[Records from a data collection]

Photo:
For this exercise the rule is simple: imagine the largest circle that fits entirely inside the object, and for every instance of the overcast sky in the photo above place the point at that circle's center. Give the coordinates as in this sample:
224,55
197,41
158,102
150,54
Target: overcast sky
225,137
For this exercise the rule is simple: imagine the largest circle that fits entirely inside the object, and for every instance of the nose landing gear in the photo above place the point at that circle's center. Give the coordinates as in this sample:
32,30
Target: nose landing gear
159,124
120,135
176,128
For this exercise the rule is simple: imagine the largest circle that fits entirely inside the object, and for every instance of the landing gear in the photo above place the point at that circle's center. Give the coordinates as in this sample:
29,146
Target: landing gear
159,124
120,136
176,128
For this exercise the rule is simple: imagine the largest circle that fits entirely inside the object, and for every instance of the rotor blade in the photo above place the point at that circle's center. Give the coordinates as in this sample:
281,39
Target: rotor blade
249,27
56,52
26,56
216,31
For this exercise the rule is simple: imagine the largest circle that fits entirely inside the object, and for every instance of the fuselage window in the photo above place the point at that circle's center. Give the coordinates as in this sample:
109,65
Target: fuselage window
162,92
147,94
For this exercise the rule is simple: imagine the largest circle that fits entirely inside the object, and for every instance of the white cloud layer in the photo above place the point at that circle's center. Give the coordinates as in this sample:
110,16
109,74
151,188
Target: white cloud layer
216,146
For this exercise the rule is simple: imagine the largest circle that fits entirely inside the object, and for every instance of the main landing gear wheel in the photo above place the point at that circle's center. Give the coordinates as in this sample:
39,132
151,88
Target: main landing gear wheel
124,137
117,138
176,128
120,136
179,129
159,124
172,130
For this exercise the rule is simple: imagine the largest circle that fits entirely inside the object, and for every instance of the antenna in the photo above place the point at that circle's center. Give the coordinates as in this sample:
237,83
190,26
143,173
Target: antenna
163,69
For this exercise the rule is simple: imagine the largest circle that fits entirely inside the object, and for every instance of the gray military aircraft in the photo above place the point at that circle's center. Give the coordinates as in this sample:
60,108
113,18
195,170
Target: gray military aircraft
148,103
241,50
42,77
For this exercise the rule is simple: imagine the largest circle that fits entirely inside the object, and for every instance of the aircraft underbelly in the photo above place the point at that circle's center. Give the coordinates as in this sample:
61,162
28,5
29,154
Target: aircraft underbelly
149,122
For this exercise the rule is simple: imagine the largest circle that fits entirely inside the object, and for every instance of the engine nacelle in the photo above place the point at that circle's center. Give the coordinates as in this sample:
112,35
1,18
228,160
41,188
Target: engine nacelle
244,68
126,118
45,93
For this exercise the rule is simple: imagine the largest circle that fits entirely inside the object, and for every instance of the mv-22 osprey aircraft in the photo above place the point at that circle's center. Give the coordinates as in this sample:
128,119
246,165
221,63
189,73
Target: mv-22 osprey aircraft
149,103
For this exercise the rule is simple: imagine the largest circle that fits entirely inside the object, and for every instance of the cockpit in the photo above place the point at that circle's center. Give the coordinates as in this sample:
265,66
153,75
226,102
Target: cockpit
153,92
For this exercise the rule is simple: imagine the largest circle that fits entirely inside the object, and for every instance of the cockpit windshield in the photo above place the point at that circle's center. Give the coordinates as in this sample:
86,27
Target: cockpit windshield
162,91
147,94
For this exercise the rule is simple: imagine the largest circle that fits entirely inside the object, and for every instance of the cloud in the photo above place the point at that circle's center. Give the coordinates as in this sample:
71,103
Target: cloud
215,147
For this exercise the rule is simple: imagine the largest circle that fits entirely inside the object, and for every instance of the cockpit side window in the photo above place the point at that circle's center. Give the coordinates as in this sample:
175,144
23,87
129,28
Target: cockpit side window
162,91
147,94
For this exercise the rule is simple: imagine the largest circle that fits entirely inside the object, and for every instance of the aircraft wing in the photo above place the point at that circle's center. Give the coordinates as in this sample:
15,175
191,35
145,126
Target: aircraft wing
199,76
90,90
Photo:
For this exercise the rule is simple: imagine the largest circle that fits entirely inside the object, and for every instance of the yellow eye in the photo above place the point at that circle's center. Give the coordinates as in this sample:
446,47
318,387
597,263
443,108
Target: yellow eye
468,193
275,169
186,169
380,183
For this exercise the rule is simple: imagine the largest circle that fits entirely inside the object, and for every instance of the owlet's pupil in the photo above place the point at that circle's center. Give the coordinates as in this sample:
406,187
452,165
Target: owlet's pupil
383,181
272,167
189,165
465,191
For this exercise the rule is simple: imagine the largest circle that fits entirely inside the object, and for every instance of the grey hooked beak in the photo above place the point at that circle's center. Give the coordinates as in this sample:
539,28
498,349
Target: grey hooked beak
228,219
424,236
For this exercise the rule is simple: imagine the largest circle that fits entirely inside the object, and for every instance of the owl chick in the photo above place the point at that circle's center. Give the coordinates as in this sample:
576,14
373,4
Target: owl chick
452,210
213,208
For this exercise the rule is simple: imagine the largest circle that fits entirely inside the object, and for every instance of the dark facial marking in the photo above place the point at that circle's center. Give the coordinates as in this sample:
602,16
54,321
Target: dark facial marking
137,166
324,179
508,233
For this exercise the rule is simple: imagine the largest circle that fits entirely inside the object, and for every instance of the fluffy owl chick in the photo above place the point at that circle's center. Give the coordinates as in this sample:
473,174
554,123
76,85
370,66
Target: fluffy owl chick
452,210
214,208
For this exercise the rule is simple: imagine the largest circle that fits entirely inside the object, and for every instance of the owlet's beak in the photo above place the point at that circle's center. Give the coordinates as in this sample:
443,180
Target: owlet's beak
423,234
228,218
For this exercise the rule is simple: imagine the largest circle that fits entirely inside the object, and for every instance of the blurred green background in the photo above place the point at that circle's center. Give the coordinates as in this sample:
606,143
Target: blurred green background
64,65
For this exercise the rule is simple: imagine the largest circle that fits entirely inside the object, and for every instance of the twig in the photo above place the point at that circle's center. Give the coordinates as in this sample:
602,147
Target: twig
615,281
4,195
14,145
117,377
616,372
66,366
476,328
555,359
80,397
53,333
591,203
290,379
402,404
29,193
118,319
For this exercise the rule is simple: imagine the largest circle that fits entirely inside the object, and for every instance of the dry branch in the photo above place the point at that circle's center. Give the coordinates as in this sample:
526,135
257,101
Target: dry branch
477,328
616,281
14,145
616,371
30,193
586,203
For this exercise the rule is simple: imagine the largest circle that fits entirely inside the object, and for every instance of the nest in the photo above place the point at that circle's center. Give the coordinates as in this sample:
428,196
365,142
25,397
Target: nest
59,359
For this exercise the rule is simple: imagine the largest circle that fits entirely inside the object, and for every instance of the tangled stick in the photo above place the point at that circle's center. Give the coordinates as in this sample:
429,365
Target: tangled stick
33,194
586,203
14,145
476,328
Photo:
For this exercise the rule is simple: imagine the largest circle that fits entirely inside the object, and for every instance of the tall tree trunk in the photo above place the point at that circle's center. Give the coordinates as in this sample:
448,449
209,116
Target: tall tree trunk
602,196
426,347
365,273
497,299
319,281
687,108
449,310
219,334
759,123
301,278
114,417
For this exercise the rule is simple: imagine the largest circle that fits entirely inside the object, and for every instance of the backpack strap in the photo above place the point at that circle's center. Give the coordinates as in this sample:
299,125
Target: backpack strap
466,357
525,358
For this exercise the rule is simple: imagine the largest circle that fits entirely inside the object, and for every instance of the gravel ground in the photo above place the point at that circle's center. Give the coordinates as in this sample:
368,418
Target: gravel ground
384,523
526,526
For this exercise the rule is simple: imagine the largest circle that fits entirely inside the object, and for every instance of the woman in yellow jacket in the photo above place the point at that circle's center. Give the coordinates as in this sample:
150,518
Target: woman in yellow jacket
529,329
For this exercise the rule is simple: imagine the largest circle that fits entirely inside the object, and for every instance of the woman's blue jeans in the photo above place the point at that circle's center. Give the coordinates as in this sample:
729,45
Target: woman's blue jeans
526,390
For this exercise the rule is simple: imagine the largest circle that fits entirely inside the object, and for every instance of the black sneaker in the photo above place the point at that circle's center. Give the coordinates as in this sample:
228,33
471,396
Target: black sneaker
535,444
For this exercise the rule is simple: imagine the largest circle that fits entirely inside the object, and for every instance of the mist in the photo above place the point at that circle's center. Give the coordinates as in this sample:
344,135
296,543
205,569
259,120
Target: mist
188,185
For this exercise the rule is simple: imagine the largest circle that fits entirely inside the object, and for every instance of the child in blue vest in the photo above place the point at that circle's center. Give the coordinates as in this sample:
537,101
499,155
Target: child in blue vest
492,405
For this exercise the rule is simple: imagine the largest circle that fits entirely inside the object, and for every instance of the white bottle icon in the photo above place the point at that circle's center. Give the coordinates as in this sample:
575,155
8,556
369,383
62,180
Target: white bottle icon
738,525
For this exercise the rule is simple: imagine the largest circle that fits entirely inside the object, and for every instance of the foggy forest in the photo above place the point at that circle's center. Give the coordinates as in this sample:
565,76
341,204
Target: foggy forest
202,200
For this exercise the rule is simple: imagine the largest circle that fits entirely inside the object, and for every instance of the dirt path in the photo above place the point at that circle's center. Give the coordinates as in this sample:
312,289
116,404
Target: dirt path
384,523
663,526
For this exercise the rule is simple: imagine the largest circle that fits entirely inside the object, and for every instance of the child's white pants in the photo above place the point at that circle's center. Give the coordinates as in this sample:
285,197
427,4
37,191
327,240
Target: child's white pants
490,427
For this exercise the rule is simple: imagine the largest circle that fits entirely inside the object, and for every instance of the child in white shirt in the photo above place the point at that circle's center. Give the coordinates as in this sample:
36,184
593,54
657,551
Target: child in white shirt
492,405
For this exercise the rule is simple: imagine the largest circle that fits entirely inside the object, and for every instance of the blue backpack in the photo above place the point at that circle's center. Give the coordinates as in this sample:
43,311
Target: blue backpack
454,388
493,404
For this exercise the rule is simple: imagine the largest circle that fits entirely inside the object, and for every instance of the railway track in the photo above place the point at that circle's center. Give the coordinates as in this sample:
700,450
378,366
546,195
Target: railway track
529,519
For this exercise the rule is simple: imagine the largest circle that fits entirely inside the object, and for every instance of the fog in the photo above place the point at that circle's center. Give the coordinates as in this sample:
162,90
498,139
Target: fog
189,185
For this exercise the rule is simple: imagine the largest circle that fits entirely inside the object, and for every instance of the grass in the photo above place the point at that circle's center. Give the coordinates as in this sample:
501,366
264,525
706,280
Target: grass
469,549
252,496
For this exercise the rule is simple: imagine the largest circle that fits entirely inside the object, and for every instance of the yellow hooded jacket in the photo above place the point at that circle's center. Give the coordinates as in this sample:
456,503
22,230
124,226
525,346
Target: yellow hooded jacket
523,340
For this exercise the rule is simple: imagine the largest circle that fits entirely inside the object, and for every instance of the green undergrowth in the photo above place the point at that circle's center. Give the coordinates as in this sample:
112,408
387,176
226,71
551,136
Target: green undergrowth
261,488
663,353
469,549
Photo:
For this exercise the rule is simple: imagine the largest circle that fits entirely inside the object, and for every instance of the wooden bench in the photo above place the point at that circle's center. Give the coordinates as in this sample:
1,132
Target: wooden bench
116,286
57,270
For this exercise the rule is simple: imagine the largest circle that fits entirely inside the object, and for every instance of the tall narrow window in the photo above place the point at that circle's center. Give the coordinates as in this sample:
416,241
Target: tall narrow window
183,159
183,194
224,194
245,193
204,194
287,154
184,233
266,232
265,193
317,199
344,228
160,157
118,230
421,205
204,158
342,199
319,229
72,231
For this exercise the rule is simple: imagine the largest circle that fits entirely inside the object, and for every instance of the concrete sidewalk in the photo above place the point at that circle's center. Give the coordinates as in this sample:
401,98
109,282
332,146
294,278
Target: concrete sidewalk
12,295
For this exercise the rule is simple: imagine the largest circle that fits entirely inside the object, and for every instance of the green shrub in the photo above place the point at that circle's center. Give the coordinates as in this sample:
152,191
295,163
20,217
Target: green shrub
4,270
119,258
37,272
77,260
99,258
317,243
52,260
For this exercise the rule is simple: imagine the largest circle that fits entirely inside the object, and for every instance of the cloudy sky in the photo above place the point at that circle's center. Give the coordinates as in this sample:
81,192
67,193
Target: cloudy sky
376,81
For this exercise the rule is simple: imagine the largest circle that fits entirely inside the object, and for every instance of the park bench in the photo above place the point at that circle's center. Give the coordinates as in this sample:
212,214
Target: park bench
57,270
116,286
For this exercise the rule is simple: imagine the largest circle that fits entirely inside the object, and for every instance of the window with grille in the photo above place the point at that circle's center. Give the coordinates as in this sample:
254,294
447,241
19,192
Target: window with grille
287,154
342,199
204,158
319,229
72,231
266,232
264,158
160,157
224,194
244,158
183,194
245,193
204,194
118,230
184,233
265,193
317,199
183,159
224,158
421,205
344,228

• What to do: Output the lines from the one with "Target: cloudy sky" to the final line of the entries above, exactly as they stand, please, and nothing else.

• Answer box:
Target: cloudy sky
376,81
For this exercise the rule is simple: imagine the largest circle that fits entirely inside the object, and for every instance of the park bench in the photo above place the point at that circle's center. Give the coordinates as in this sample:
212,214
Target: park bench
57,270
116,286
For this exercise the rule is simple: imagine the largest circle that fits entirely inside the object, and for every instance of the window with grille in the photo above place the point at that circle's center. Give the coordinates as in this sample:
254,294
447,241
19,192
Target: window with grille
287,154
342,199
204,158
319,229
72,231
266,232
264,158
160,157
224,194
244,158
183,194
245,193
204,194
118,230
184,233
265,193
317,199
183,159
224,158
421,205
344,228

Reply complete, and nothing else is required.